▸ **ABOUT THIS EXERCISE**: Your answer must be an exact transcription of the lines from the line with "is the public" through the final line of the data.

▸ **RECORDED DATA**:
== Segment start ==
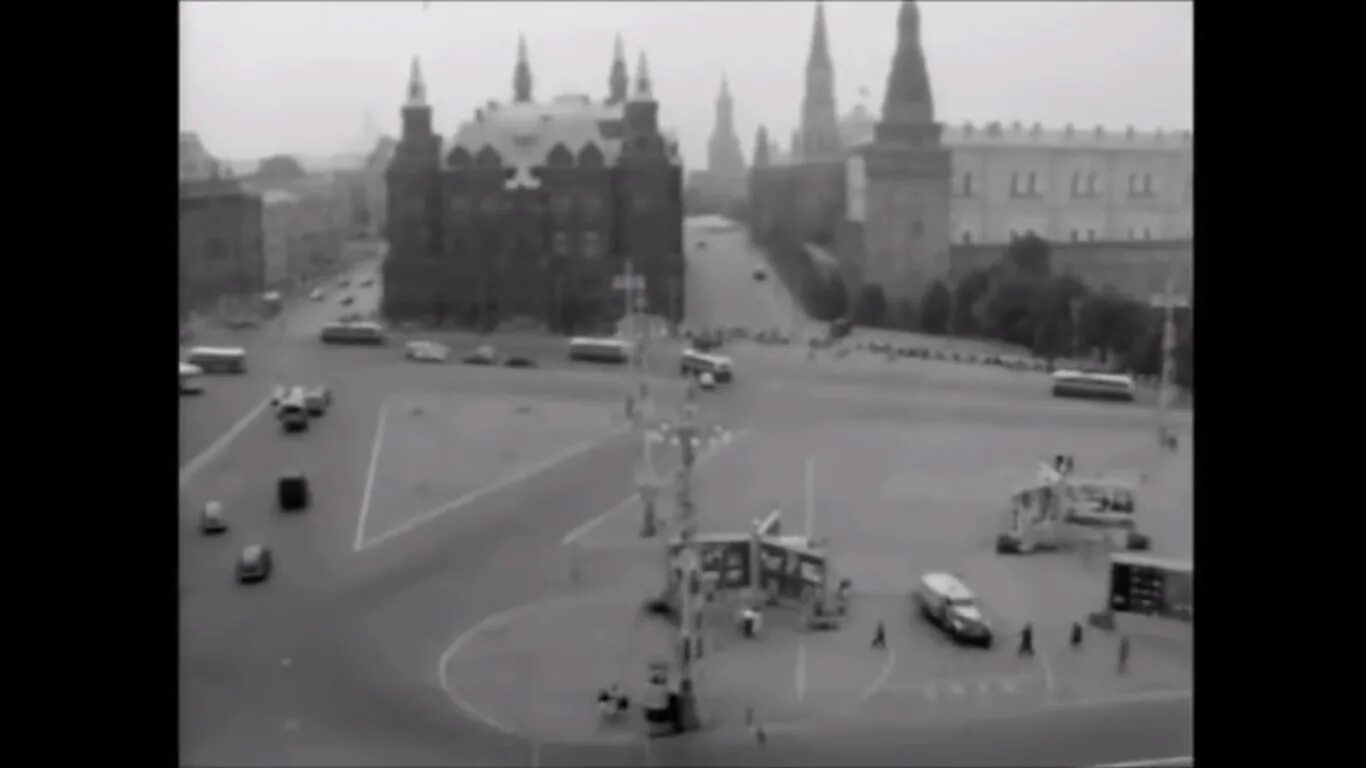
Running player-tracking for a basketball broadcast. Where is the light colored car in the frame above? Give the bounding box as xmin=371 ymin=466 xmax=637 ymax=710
xmin=309 ymin=288 xmax=325 ymax=301
xmin=236 ymin=544 xmax=273 ymax=584
xmin=462 ymin=345 xmax=498 ymax=365
xmin=303 ymin=386 xmax=331 ymax=416
xmin=200 ymin=501 xmax=228 ymax=535
xmin=698 ymin=371 xmax=716 ymax=390
xmin=406 ymin=340 xmax=450 ymax=363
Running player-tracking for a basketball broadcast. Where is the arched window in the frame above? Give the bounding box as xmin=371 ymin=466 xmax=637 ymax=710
xmin=960 ymin=231 xmax=973 ymax=245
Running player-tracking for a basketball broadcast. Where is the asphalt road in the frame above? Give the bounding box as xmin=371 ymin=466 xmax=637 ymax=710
xmin=179 ymin=233 xmax=1191 ymax=766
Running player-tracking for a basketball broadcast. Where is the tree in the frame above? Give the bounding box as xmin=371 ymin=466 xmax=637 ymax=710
xmin=919 ymin=281 xmax=952 ymax=334
xmin=894 ymin=298 xmax=918 ymax=331
xmin=952 ymin=268 xmax=992 ymax=336
xmin=254 ymin=154 xmax=307 ymax=183
xmin=1004 ymin=233 xmax=1052 ymax=280
xmin=828 ymin=274 xmax=849 ymax=320
xmin=853 ymin=284 xmax=887 ymax=328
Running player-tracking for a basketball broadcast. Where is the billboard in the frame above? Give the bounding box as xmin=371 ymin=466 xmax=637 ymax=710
xmin=757 ymin=540 xmax=828 ymax=604
xmin=1109 ymin=554 xmax=1192 ymax=622
xmin=670 ymin=533 xmax=753 ymax=591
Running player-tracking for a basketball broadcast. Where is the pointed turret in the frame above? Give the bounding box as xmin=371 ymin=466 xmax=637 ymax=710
xmin=808 ymin=1 xmax=832 ymax=69
xmin=608 ymin=33 xmax=629 ymax=104
xmin=753 ymin=126 xmax=771 ymax=168
xmin=707 ymin=75 xmax=744 ymax=174
xmin=881 ymin=1 xmax=934 ymax=126
xmin=799 ymin=1 xmax=841 ymax=161
xmin=632 ymin=52 xmax=653 ymax=101
xmin=406 ymin=56 xmax=427 ymax=107
xmin=513 ymin=34 xmax=533 ymax=103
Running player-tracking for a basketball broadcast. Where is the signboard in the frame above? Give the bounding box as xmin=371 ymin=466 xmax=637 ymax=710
xmin=1109 ymin=554 xmax=1193 ymax=622
xmin=670 ymin=534 xmax=752 ymax=591
xmin=757 ymin=540 xmax=827 ymax=604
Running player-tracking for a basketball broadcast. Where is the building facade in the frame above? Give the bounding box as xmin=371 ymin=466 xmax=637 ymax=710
xmin=179 ymin=132 xmax=222 ymax=182
xmin=179 ymin=177 xmax=265 ymax=318
xmin=752 ymin=1 xmax=1194 ymax=305
xmin=384 ymin=38 xmax=684 ymax=331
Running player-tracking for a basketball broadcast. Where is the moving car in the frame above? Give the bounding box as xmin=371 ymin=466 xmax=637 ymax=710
xmin=1051 ymin=369 xmax=1136 ymax=402
xmin=320 ymin=321 xmax=386 ymax=345
xmin=276 ymin=389 xmax=310 ymax=432
xmin=504 ymin=355 xmax=537 ymax=368
xmin=236 ymin=544 xmax=272 ymax=584
xmin=462 ymin=345 xmax=498 ymax=365
xmin=406 ymin=340 xmax=450 ymax=363
xmin=278 ymin=471 xmax=310 ymax=511
xmin=303 ymin=386 xmax=331 ymax=416
xmin=309 ymin=288 xmax=326 ymax=301
xmin=338 ymin=279 xmax=351 ymax=288
xmin=360 ymin=277 xmax=375 ymax=287
xmin=187 ymin=346 xmax=247 ymax=374
xmin=912 ymin=572 xmax=994 ymax=648
xmin=752 ymin=268 xmax=768 ymax=281
xmin=226 ymin=316 xmax=259 ymax=329
xmin=697 ymin=371 xmax=716 ymax=390
xmin=568 ymin=336 xmax=633 ymax=364
xmin=199 ymin=501 xmax=228 ymax=535
xmin=340 ymin=295 xmax=355 ymax=306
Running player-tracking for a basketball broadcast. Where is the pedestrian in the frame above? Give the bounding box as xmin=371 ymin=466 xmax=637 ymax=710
xmin=1018 ymin=623 xmax=1035 ymax=658
xmin=1070 ymin=621 xmax=1084 ymax=650
xmin=872 ymin=620 xmax=887 ymax=649
xmin=1118 ymin=635 xmax=1131 ymax=675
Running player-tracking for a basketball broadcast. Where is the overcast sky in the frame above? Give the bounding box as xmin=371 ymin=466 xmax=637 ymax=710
xmin=180 ymin=1 xmax=1192 ymax=166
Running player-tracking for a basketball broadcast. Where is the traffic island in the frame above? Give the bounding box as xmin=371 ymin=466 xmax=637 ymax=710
xmin=438 ymin=588 xmax=895 ymax=746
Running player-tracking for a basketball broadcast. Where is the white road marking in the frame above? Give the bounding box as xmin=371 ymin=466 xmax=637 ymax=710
xmin=923 ymin=683 xmax=937 ymax=702
xmin=977 ymin=679 xmax=992 ymax=695
xmin=360 ymin=424 xmax=630 ymax=552
xmin=1002 ymin=677 xmax=1017 ymax=694
xmin=179 ymin=398 xmax=270 ymax=489
xmin=1090 ymin=756 xmax=1192 ymax=768
xmin=1052 ymin=688 xmax=1193 ymax=711
xmin=804 ymin=455 xmax=815 ymax=539
xmin=352 ymin=398 xmax=391 ymax=552
xmin=795 ymin=641 xmax=807 ymax=703
xmin=859 ymin=646 xmax=896 ymax=701
xmin=1038 ymin=649 xmax=1057 ymax=697
xmin=947 ymin=681 xmax=965 ymax=696
xmin=560 ymin=428 xmax=752 ymax=546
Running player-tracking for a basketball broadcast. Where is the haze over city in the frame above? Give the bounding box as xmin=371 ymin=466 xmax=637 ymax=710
xmin=180 ymin=1 xmax=1193 ymax=165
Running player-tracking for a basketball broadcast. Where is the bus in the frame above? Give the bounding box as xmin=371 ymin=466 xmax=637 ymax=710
xmin=1051 ymin=369 xmax=1136 ymax=402
xmin=179 ymin=362 xmax=204 ymax=395
xmin=680 ymin=348 xmax=734 ymax=382
xmin=186 ymin=346 xmax=247 ymax=374
xmin=568 ymin=336 xmax=633 ymax=364
xmin=320 ymin=321 xmax=387 ymax=345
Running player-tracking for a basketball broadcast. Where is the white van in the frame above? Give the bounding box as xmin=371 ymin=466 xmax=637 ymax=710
xmin=912 ymin=572 xmax=994 ymax=648
xmin=680 ymin=348 xmax=733 ymax=382
xmin=276 ymin=387 xmax=310 ymax=433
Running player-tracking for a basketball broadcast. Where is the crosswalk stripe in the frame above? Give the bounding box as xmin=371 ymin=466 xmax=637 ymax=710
xmin=977 ymin=680 xmax=992 ymax=695
xmin=947 ymin=682 xmax=965 ymax=696
xmin=1002 ymin=678 xmax=1017 ymax=694
xmin=924 ymin=684 xmax=937 ymax=701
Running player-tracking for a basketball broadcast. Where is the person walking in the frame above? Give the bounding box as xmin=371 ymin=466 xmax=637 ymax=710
xmin=872 ymin=620 xmax=887 ymax=649
xmin=1018 ymin=623 xmax=1035 ymax=658
xmin=1118 ymin=635 xmax=1131 ymax=675
xmin=1070 ymin=621 xmax=1084 ymax=650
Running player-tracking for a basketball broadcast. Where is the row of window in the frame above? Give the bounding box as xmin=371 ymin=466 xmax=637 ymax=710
xmin=436 ymin=193 xmax=656 ymax=217
xmin=957 ymin=227 xmax=1167 ymax=245
xmin=955 ymin=172 xmax=1184 ymax=200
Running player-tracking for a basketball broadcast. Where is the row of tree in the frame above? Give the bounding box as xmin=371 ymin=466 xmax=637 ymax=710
xmin=839 ymin=235 xmax=1193 ymax=389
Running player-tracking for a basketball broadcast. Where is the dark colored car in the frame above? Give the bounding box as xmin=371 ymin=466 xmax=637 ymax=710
xmin=278 ymin=471 xmax=310 ymax=512
xmin=462 ymin=345 xmax=498 ymax=365
xmin=752 ymin=269 xmax=767 ymax=281
xmin=504 ymin=355 xmax=538 ymax=368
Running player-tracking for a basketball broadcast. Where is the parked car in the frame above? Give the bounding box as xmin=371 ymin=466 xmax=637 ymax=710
xmin=504 ymin=355 xmax=537 ymax=368
xmin=340 ymin=295 xmax=355 ymax=306
xmin=303 ymin=386 xmax=332 ymax=416
xmin=309 ymin=288 xmax=325 ymax=301
xmin=752 ymin=268 xmax=768 ymax=281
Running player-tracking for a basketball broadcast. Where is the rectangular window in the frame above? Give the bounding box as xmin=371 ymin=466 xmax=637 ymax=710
xmin=553 ymin=231 xmax=570 ymax=257
xmin=1087 ymin=229 xmax=1097 ymax=241
xmin=1127 ymin=228 xmax=1136 ymax=240
xmin=1027 ymin=172 xmax=1039 ymax=196
xmin=1088 ymin=172 xmax=1099 ymax=196
xmin=1010 ymin=173 xmax=1020 ymax=197
xmin=1071 ymin=172 xmax=1082 ymax=198
xmin=582 ymin=231 xmax=601 ymax=259
xmin=1070 ymin=230 xmax=1079 ymax=242
xmin=960 ymin=231 xmax=973 ymax=245
xmin=962 ymin=172 xmax=974 ymax=197
xmin=1144 ymin=173 xmax=1156 ymax=196
xmin=1142 ymin=227 xmax=1152 ymax=240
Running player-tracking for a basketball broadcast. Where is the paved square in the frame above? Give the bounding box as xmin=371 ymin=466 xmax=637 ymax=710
xmin=357 ymin=392 xmax=623 ymax=549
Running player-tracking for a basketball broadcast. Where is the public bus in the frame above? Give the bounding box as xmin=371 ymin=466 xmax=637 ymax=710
xmin=179 ymin=362 xmax=204 ymax=395
xmin=568 ymin=336 xmax=633 ymax=364
xmin=186 ymin=346 xmax=247 ymax=374
xmin=1051 ymin=369 xmax=1136 ymax=402
xmin=320 ymin=321 xmax=387 ymax=345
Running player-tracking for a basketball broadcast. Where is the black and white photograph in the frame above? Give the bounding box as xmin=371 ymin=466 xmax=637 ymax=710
xmin=179 ymin=2 xmax=1193 ymax=765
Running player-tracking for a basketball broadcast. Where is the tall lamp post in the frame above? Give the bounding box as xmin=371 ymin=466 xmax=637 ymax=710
xmin=1148 ymin=272 xmax=1189 ymax=448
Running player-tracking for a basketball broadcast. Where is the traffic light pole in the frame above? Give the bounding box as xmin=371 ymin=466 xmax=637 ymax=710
xmin=672 ymin=399 xmax=702 ymax=733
== Segment end ==
▸ **TASK ANSWER**:
Running player-tracking for a basketball broadcast. Where is the public bus in the frame above? Give the bounding box as xmin=371 ymin=466 xmax=637 ymax=710
xmin=179 ymin=362 xmax=204 ymax=395
xmin=568 ymin=336 xmax=633 ymax=364
xmin=186 ymin=346 xmax=247 ymax=374
xmin=1051 ymin=369 xmax=1136 ymax=402
xmin=320 ymin=321 xmax=387 ymax=345
Running player-tracking for a basketball broadcast. Where is the black and white photograph in the frame above? Give the bounding box as xmin=371 ymin=466 xmax=637 ymax=710
xmin=179 ymin=2 xmax=1193 ymax=765
Running player-tracking for a basketball broadcast. Where is the tall lamp post in the frame above? Give the bounding box as xmin=371 ymin=466 xmax=637 ymax=710
xmin=1148 ymin=272 xmax=1189 ymax=448
Running player-tracking for a basketball broadcast. Where is the traffic light pole in the frame above? Give the bounding box as xmin=371 ymin=466 xmax=637 ymax=710
xmin=672 ymin=399 xmax=702 ymax=733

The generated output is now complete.